══ RECORDS FOR PROCESSING ══
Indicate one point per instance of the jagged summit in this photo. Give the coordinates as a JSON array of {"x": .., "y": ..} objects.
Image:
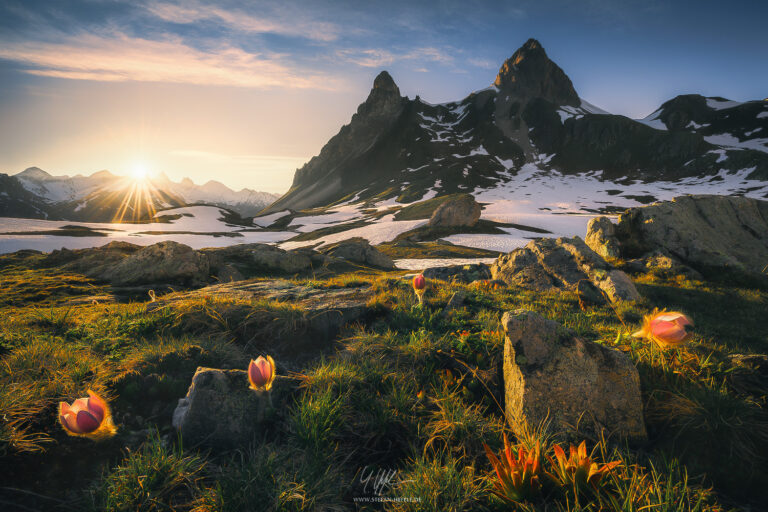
═══
══ RECORDS FOR PROCESSING ══
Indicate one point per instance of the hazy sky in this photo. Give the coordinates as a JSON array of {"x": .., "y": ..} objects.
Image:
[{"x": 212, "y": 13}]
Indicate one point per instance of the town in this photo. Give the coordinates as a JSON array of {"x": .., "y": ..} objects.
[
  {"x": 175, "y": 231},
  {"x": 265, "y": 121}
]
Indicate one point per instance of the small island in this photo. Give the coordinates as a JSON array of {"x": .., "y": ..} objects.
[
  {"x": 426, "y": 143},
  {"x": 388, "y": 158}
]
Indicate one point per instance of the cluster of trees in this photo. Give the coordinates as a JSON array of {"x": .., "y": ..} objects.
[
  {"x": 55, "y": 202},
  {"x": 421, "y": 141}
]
═══
══ RECORDS FOR PROCESSING ══
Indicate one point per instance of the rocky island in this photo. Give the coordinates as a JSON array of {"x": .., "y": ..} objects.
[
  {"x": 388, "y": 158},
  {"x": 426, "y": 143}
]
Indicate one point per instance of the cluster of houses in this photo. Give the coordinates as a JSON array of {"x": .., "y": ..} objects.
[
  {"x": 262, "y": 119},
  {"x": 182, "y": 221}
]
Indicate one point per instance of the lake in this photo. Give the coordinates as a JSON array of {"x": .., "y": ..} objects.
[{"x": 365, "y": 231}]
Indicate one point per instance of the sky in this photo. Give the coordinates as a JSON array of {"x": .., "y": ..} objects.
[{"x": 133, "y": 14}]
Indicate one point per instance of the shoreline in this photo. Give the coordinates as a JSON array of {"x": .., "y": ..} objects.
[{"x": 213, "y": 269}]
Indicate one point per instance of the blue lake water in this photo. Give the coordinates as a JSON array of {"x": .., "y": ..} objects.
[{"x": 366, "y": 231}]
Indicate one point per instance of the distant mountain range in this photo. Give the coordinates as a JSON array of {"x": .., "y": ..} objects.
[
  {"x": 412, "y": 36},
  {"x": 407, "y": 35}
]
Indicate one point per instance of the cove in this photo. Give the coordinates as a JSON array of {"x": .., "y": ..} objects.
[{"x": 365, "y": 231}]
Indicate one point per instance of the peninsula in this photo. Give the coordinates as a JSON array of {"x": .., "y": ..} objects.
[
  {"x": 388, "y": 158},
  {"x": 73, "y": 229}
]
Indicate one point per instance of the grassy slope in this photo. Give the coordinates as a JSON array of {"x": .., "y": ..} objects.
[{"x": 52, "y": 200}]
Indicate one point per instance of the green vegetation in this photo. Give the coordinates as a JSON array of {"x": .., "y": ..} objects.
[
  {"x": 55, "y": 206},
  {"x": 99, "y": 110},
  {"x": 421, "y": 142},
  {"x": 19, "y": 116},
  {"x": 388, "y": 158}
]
═══
DIRECTION:
Pick out every line above that contains the string "lake", and copy each one. Case counts, so a match must use the same capital and lowercase letters.

FULL ANSWER:
Indicate one point per instance of the lake in this photo. Give the coordinates as a JSON array of {"x": .., "y": ..} objects.
Indicate one point per instance of the blue lake water in this photo. Give the coordinates as a JSON array of {"x": .., "y": ..} objects.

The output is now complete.